GIVEN REQUEST 1>
In the blog post about books written by women, on what day does the writer share the five books?

5 Books Written About Women By Women
About two years ago, I began reading female authors in earnest. After reading a succession of woman-penned works from a variety of genres, it was clear that books written by women tend to sing to me more.
I’m not saying this to start some sort of “women are superior writers” conversation. I don’t think sex or gender determines who excels at writing.
Rather, I’m saying that, more often than not, the words of women resonate with me because in their writing I can see myself. I can see shared experiences, shared insecurities, and shared successes. It’s a little light that turns on and says, “Oh, that [wonderful, bewildering, terrifying, maddening, fantastic] thing happened to you? Me, too!”
So, today, on International Women’s Day, I’m sharing 5 books written by women about women that sparked that light for me. I hope they speak to you, too.
I have never encountered a book like Eleanor Oliphant is Completely Fine.
It’s a little bit of everything perfectly melded within one story. It has moments of seriousness and bursts of humor. The plot line twists and turns. There’s even romance! But, most importantly, this book approaches mental health in a way I’ve never experienced with fiction.
It doesn’t shy away from darkness, but it doesn’t stay there. It takes mental health seriously but leaves room for light. I loved it so much, I’m going to read it again. (Want to read it with me? Leave me a comment below and we can book club it!)
Find Eleanor Oliphant is Completely Fine on Amazon, here.
It’s important for you to know that I’m not a stalker. We should begin there.

GIVEN REQUEST 2>
Tally the lines in the listing that contain the string "helmet", matching case exactly. Reply with the number only.

GIVEN RECORDS>

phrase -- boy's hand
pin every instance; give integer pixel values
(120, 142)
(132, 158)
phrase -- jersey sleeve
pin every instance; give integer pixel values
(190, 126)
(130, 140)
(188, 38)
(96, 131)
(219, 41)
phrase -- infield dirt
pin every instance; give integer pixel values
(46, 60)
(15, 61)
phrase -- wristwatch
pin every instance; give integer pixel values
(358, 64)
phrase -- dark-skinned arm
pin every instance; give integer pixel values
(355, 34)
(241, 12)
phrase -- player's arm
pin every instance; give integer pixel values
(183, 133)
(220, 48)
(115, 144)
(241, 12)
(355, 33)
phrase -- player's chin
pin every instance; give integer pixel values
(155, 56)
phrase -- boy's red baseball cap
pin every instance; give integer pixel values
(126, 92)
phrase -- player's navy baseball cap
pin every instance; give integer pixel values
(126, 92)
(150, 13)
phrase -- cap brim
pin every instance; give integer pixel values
--
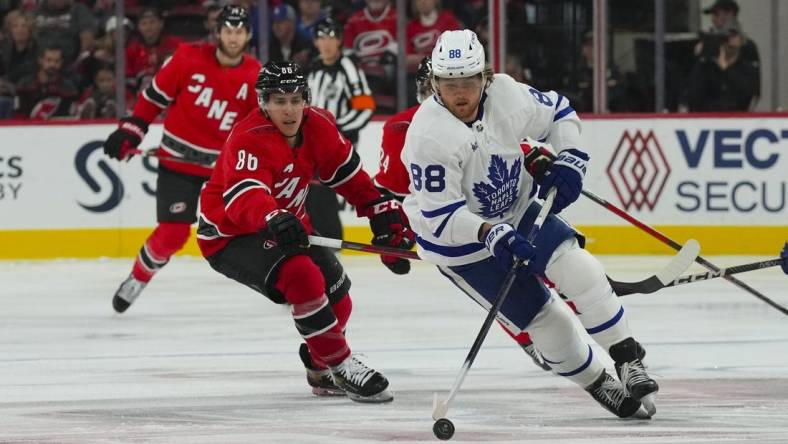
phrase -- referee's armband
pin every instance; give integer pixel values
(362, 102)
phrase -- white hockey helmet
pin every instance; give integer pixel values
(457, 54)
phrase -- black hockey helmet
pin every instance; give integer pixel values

TASK RESULT 1>
International Women's Day.

TASK RESULT 2>
2